» GIVEN PROBLEM: Quote, without change, all of the lines that follow.

++++ ENTRIES ++++

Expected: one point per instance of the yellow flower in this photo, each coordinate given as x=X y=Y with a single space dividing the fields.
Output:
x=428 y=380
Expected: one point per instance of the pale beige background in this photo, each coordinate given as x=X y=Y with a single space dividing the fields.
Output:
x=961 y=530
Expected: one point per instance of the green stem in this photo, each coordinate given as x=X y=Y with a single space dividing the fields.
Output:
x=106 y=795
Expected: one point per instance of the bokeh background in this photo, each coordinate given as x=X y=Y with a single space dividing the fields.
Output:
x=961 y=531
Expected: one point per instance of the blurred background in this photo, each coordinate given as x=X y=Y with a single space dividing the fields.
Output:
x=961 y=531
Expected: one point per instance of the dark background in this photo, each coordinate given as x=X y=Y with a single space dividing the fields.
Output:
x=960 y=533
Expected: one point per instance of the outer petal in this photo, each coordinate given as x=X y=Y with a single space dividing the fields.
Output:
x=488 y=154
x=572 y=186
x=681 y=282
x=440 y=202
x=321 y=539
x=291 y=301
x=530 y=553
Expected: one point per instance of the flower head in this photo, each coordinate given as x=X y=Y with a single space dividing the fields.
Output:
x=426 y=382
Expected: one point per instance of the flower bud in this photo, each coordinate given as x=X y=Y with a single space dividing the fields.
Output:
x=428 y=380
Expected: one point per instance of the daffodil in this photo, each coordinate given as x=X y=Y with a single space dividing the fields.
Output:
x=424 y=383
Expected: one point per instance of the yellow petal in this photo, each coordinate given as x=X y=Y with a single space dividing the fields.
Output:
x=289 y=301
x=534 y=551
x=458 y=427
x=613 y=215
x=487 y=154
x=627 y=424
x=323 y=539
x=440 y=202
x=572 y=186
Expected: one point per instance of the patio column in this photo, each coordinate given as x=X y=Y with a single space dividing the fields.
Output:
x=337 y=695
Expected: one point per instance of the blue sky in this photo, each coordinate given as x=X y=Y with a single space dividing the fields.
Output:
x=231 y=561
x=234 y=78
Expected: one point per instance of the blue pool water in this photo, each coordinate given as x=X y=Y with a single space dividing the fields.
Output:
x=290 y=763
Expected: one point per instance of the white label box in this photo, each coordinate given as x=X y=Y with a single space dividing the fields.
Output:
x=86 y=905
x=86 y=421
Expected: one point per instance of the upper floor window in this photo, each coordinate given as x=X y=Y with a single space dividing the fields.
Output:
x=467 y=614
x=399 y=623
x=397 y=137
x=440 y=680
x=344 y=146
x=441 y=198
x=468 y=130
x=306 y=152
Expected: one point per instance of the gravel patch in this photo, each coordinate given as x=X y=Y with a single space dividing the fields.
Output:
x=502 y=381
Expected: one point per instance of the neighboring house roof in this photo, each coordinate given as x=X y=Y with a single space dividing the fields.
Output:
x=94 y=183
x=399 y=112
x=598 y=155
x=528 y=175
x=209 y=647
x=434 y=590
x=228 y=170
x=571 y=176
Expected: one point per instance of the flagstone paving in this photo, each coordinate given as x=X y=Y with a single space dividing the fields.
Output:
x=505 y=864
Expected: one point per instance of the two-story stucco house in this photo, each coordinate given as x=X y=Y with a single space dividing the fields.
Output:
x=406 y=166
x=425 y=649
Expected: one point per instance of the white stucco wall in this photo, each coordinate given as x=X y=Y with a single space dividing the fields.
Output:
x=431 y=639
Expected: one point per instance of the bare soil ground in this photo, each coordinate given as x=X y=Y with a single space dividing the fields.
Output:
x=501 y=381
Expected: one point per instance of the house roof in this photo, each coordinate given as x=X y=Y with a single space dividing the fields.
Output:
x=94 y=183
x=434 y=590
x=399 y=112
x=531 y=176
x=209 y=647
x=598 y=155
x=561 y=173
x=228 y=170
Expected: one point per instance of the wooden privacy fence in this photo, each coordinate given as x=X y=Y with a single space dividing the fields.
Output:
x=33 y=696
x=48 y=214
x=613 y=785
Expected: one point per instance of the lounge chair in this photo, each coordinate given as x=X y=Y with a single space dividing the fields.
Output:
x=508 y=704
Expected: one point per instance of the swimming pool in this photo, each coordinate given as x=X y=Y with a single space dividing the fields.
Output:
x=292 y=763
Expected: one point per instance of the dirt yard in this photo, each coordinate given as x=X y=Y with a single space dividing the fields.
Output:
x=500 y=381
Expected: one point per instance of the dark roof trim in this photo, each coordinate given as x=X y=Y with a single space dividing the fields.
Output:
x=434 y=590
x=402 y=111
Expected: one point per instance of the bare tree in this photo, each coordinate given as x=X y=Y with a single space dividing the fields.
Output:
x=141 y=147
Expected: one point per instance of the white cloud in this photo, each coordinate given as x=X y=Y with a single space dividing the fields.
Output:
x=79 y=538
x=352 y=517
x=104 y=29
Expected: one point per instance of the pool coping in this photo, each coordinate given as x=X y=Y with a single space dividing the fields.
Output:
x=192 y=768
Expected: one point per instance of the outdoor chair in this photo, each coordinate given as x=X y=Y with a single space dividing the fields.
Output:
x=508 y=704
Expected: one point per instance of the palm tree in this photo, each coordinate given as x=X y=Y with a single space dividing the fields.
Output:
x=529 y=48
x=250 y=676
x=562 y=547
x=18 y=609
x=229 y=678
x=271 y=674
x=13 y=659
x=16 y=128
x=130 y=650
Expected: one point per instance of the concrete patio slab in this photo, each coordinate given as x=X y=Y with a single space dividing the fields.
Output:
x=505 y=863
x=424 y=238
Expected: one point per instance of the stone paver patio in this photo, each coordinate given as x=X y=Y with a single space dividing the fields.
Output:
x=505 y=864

++++

» ANSWER FOR THE TASK:
Expected: one point per instance of the yellow flower in this photo, each coordinate given as x=X y=Y with a single space dividing the fields.
Output:
x=428 y=380
Expected: one point per instance of the pale beige background in this photo, each coordinate given as x=X y=Y with a single space dividing the fields.
Output:
x=961 y=530
Expected: one point per instance of the green stem in this photo, each coordinate given as x=X y=Y with a single space dividing the fields.
Output:
x=106 y=795
Expected: one point per instance of the bokeh background in this photo, each coordinate given as x=X y=Y with a single space dividing the fields.
Output:
x=961 y=531
Expected: one point per instance of the blurred background in this photo, each coordinate given as x=X y=Y with a single space dividing the fields.
Output:
x=961 y=531
Expected: one point per instance of the dark background in this photo, each coordinate given as x=X y=Y with a single space dividing the fields.
Output:
x=960 y=533
Expected: one point per instance of the outer petal in this photo, each coordinate given as x=X y=Y with a single space dividing the fields.
Output:
x=488 y=154
x=572 y=186
x=681 y=282
x=440 y=202
x=321 y=539
x=291 y=301
x=530 y=553
Expected: one point per instance of the flower head in this photo, each coordinate given as x=X y=Y with a single space dividing the fields.
Output:
x=426 y=382
Expected: one point per instance of the flower bud in this photo, each coordinate given as x=X y=Y with a single space dividing the fields.
Output:
x=428 y=380
Expected: one point per instance of the daffodil in this photo, each coordinate given as x=X y=Y with a single space dividing the fields.
Output:
x=424 y=383
Expected: one point per instance of the yellow petal in this photo, each coordinate given as x=X y=Y with a single space dividing the fields.
Output:
x=289 y=301
x=534 y=551
x=458 y=427
x=613 y=215
x=487 y=154
x=627 y=424
x=323 y=539
x=440 y=202
x=572 y=186
Expected: one point per instance of the patio column in this photo, each coordinate given as x=X y=Y with a single space dividing the fields.
Output:
x=337 y=695
Expected: one point per instance of the blue sky in this photo, each coordinate given as x=X y=Y with a single space dividing the fields.
Output:
x=231 y=561
x=234 y=78
Expected: one point per instance of the blue pool water in this photo, each coordinate given as x=X y=Y with a single space dividing the fields.
Output:
x=290 y=763
Expected: one point per instance of the white label box in this photo, each coordinate given as x=X y=Y with a single space dividing the fields.
Output:
x=86 y=905
x=86 y=421
Expected: one point per instance of the upper floor window in this photo, each coordinate given as x=X y=Y with a single space dividing the fields.
Output:
x=467 y=614
x=399 y=623
x=397 y=137
x=440 y=680
x=344 y=146
x=441 y=198
x=468 y=130
x=306 y=152
Expected: one point per instance of the gravel patch in this photo, each coordinate given as x=X y=Y with a single space dividing the fields.
Output:
x=502 y=381
Expected: one point per instance of the neighboring house roof in this photo, each coordinate given as x=X y=Y with a single space dividing the fields.
Output:
x=94 y=183
x=399 y=112
x=598 y=155
x=528 y=175
x=209 y=647
x=434 y=590
x=228 y=170
x=571 y=176
Expected: one point per instance of the flagstone paving in this photo, each coordinate given as x=X y=Y with a single space dividing the fields.
Output:
x=505 y=864
Expected: one point per instance of the two-story stucco house in this photo, each coordinate given as x=X y=Y with a single space dividing the fields.
Output:
x=406 y=166
x=425 y=649
Expected: one point per instance of the white stucco wall in this photo, each coordinate given as x=X y=Y with a single space dividing the fields.
Output:
x=431 y=639
Expected: one point per instance of the bare soil ground in this photo, each coordinate given as x=X y=Y with a single space dividing the fields.
Output:
x=501 y=381
Expected: one point per instance of the house roof in this photo, each coordinate given as x=X y=Y with a single space dividing the fields.
Output:
x=94 y=183
x=434 y=590
x=399 y=112
x=531 y=176
x=209 y=647
x=598 y=155
x=561 y=173
x=228 y=170
Expected: one point per instance of the wooden privacy fence in this photo, each coordinate given as x=X y=Y with a single space dividing the fields.
Output:
x=33 y=696
x=48 y=214
x=613 y=785
Expected: one point per instance of the lounge chair in this photo, each coordinate given as x=X y=Y with a single space dividing the fields.
Output:
x=508 y=704
Expected: one point per instance of the swimming pool in this photo, each coordinate given as x=X y=Y with a single space dividing the fields.
Output:
x=292 y=763
Expected: one point per instance of the dirt yard in this photo, each coordinate given as x=X y=Y with a single space dividing the fields.
Output:
x=500 y=381
Expected: one point per instance of the dark roof trim in this photo, each coordinate given as x=X y=Y with a single space dividing the fields.
Output:
x=434 y=590
x=402 y=111
Expected: one point per instance of the bare tree in this photo, each coordinate given as x=X y=Y with a single space dividing the fields.
Output:
x=141 y=147
Expected: one point per instance of the white cloud in this photo, each coordinate given as x=X y=Y with a single space dividing the fields.
Output:
x=79 y=538
x=352 y=517
x=104 y=29
Expected: one point per instance of the pool coping in this photo, each coordinate given as x=X y=Y with a single space dividing the fields.
Output:
x=192 y=768
Expected: one point per instance of the outdoor chair in this photo, each coordinate given as x=X y=Y with a single space dividing the fields.
Output:
x=508 y=704
Expected: one point per instance of the palm tree in this photo, each coordinate given as x=X y=Y with a single space dividing the fields.
Output:
x=529 y=48
x=250 y=676
x=562 y=547
x=18 y=609
x=229 y=678
x=271 y=674
x=13 y=659
x=16 y=128
x=130 y=650
Expected: one point per instance of the concrete patio slab in this photo, each coordinate given as x=X y=Y with a single space dividing the fields.
Output:
x=505 y=863
x=424 y=238
Expected: one point per instance of the stone paver patio in this photo, each coordinate given as x=X y=Y with a single space dividing the fields.
Output:
x=505 y=864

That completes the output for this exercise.